— EXERCISE GOAL —
Restate the whole of the material. Keep every word, and drop the pictures.

— RECORDS FOR PROCESSING —
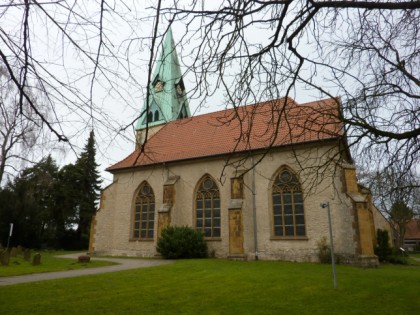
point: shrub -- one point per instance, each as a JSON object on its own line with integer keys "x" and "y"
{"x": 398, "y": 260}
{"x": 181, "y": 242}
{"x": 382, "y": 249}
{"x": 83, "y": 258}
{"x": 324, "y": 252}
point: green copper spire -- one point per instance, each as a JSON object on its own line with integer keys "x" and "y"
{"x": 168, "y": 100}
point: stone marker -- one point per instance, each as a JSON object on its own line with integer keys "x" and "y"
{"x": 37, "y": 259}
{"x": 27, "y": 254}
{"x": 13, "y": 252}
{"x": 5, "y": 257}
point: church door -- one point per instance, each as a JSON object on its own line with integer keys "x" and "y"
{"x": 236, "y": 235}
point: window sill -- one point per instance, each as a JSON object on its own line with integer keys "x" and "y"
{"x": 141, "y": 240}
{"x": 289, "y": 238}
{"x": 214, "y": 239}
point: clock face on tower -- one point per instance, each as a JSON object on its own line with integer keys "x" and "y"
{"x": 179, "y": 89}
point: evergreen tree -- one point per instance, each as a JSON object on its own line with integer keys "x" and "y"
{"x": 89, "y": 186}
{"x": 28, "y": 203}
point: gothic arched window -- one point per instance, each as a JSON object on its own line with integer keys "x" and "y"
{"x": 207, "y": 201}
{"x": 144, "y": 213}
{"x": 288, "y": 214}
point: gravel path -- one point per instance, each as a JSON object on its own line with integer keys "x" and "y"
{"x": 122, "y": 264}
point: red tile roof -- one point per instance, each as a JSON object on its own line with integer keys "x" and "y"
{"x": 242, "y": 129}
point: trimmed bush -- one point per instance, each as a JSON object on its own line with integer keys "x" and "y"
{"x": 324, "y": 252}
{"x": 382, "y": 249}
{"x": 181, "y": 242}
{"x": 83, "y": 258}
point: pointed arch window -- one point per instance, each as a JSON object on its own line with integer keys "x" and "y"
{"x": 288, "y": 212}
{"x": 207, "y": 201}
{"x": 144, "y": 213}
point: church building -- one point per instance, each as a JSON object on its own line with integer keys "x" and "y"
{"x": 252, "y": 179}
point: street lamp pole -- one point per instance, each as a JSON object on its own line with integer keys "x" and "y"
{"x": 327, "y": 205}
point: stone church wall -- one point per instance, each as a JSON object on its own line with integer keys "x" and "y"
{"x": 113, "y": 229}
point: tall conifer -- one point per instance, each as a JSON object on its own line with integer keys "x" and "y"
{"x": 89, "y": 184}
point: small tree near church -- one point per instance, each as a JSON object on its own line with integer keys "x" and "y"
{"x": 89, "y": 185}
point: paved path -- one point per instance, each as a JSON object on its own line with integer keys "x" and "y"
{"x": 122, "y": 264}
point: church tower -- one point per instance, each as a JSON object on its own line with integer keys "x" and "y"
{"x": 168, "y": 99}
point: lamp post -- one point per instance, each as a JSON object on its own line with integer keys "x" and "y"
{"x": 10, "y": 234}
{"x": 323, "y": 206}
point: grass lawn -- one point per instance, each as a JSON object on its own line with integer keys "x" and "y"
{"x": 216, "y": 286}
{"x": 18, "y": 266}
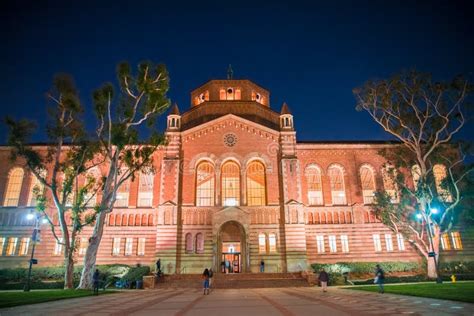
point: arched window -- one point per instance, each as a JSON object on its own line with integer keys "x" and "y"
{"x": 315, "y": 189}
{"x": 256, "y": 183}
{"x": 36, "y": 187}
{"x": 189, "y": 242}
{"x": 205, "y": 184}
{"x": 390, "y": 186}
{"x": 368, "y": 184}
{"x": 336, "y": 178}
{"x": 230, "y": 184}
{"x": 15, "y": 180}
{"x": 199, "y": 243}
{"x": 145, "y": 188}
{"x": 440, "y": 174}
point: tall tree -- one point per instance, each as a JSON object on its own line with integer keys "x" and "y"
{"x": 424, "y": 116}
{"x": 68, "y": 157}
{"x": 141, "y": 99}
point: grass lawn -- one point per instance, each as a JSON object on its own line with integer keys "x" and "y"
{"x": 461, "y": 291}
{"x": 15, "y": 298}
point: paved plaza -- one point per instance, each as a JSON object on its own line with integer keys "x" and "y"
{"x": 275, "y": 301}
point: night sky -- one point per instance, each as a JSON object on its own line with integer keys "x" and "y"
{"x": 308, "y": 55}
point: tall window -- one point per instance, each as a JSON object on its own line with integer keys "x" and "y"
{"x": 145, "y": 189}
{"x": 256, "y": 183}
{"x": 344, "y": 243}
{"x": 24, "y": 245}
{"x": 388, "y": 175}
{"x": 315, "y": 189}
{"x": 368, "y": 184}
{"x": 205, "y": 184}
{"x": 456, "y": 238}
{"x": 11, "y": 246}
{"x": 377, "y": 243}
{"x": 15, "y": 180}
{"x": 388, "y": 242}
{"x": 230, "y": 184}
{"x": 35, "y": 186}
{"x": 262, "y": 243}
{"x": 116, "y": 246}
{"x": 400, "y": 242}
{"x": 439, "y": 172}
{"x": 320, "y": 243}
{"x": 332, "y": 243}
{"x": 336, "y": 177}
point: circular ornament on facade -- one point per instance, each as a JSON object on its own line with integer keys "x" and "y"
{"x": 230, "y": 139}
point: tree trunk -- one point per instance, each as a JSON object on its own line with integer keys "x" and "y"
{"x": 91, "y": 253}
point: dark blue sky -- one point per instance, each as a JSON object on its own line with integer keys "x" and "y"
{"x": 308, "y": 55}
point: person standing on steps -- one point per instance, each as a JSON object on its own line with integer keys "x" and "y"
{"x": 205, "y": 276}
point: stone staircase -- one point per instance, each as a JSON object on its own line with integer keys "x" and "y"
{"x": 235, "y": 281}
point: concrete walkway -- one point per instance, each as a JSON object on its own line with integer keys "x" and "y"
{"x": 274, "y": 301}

— TASK OUTPUT —
point: shrub -- one point per instance, each as a JSON object on its own line with integer keys "x" and "y"
{"x": 398, "y": 260}
{"x": 181, "y": 242}
{"x": 382, "y": 249}
{"x": 83, "y": 258}
{"x": 324, "y": 252}
point: green copper spire -- one point per instance, each as a JSON object on its own line with integer keys "x" and "y"
{"x": 168, "y": 100}
point: stone marker -- one point per instance, each as a JSON object on its own line with integer keys "x" and "y"
{"x": 37, "y": 259}
{"x": 27, "y": 254}
{"x": 13, "y": 252}
{"x": 5, "y": 257}
point: church door -- one point per instance, each as a JSON object on its own line with integer keys "x" and "y"
{"x": 236, "y": 235}
point: window sill -- one point per instance, each as a JSON object on its own line with integer keys "x" and "y"
{"x": 141, "y": 240}
{"x": 289, "y": 238}
{"x": 214, "y": 239}
point: clock face on tower -- one point per instance, each as a JSON object on its own line with integer keys "x" and "y"
{"x": 179, "y": 89}
point: evergreen tree -- one point per instance, each as a JSON object on its own line with integer keys "x" and "y"
{"x": 89, "y": 186}
{"x": 28, "y": 203}
point: gothic arched window -- one point per instance, each as a JSON object on its own line with integer keys "x" and "y"
{"x": 207, "y": 201}
{"x": 144, "y": 213}
{"x": 288, "y": 214}
point: gravel path -- one point per instance, each as a JSON object on its own line with integer keys "x" and "y"
{"x": 122, "y": 264}
point: red tile roof -- one point per instance, each as a JSON object on its own line with integer keys "x" and "y"
{"x": 242, "y": 129}
point: trimmed bush -- one point per instance, each as a JSON object on its own line with integer keys "x" and "y"
{"x": 324, "y": 252}
{"x": 382, "y": 249}
{"x": 181, "y": 242}
{"x": 83, "y": 258}
point: pointed arch window -- one point per instance, each as a JSON object on its own line with integer keys "x" and "y"
{"x": 288, "y": 212}
{"x": 207, "y": 201}
{"x": 144, "y": 213}
point: church building -- one point per instance, each as a JSON object on its own line with integer keys "x" and "y"
{"x": 252, "y": 179}
point: street lamp pole -- one point per instance, each as a JSON object on its own line with integer keys "x" and "y"
{"x": 327, "y": 205}
point: stone church wall -- one point per instance, each as a JSON object on its own line with integer keys "x" and "y"
{"x": 113, "y": 229}
point: tall conifer -- one point per instance, each as a JSON object on its own line with integer keys "x" and "y"
{"x": 89, "y": 184}
point: small tree near church -- one point per instance, each as a JSON object on its own line with integer keys "x" and "y"
{"x": 89, "y": 185}
point: paved path -- one point per instance, each as a JSON object on its own line with integer keys "x" and "y"
{"x": 122, "y": 264}
point: church tower -- one point per instance, each as a JSON object on its own line with integer keys "x" and "y"
{"x": 168, "y": 99}
point: lamp post -- one point per instance, each as a JSON object on its own line with integer keys "x" and "y"
{"x": 10, "y": 234}
{"x": 323, "y": 206}
point: grass lawn -- one point per instance, each as a JSON object on its own line with integer keys "x" and "y"
{"x": 216, "y": 286}
{"x": 18, "y": 266}
point: arched window -- one point per instance, each as a JSON object on its own line with integer keys "x" and "y"
{"x": 315, "y": 189}
{"x": 256, "y": 183}
{"x": 36, "y": 187}
{"x": 189, "y": 242}
{"x": 205, "y": 184}
{"x": 390, "y": 186}
{"x": 368, "y": 184}
{"x": 336, "y": 178}
{"x": 230, "y": 184}
{"x": 15, "y": 180}
{"x": 199, "y": 243}
{"x": 145, "y": 188}
{"x": 440, "y": 174}
point: tall tree -- one point per instance, each as a JSON object on its own line with integer keys "x" and "y"
{"x": 424, "y": 116}
{"x": 68, "y": 157}
{"x": 141, "y": 99}
point: grass lawn -- one point per instance, each as a JSON object on its own line with integer keys "x" and "y"
{"x": 461, "y": 291}
{"x": 15, "y": 298}
point: paved plaza -- one point per instance, each as a JSON object on its own line with integer keys "x" and "y"
{"x": 275, "y": 301}
point: night sky -- one point per instance, each as a JSON object on its own line with integer keys "x" and "y"
{"x": 308, "y": 55}
point: tall window -- one point per instance, each as a JSON object on its own line with integer keys "x" and "y"
{"x": 145, "y": 189}
{"x": 256, "y": 183}
{"x": 344, "y": 243}
{"x": 24, "y": 245}
{"x": 388, "y": 175}
{"x": 315, "y": 189}
{"x": 368, "y": 184}
{"x": 205, "y": 184}
{"x": 456, "y": 238}
{"x": 11, "y": 246}
{"x": 377, "y": 243}
{"x": 15, "y": 180}
{"x": 388, "y": 242}
{"x": 230, "y": 184}
{"x": 35, "y": 186}
{"x": 262, "y": 243}
{"x": 116, "y": 246}
{"x": 400, "y": 242}
{"x": 439, "y": 172}
{"x": 320, "y": 243}
{"x": 332, "y": 243}
{"x": 336, "y": 177}
point: circular ornament on facade -- one point per instance, each as a JSON object on its own line with integer keys "x" and "y"
{"x": 230, "y": 139}
point: tree trunk -- one point per instance, each as a JSON object on its own line with integer keys "x" and "y"
{"x": 91, "y": 253}
point: dark blue sky -- one point per instance, each as a JSON object on its own line with integer keys "x" and "y"
{"x": 308, "y": 55}
point: person standing on steps -- one point per instance, each as a JSON object on its own line with integer keys "x" and "y"
{"x": 205, "y": 276}
point: stone staircase -- one point per instance, each as a JSON object on its own line with integer keys "x" and "y"
{"x": 235, "y": 281}
point: concrete walkway -- one point per instance, each as a JSON object on its own line with integer keys "x" and "y"
{"x": 274, "y": 301}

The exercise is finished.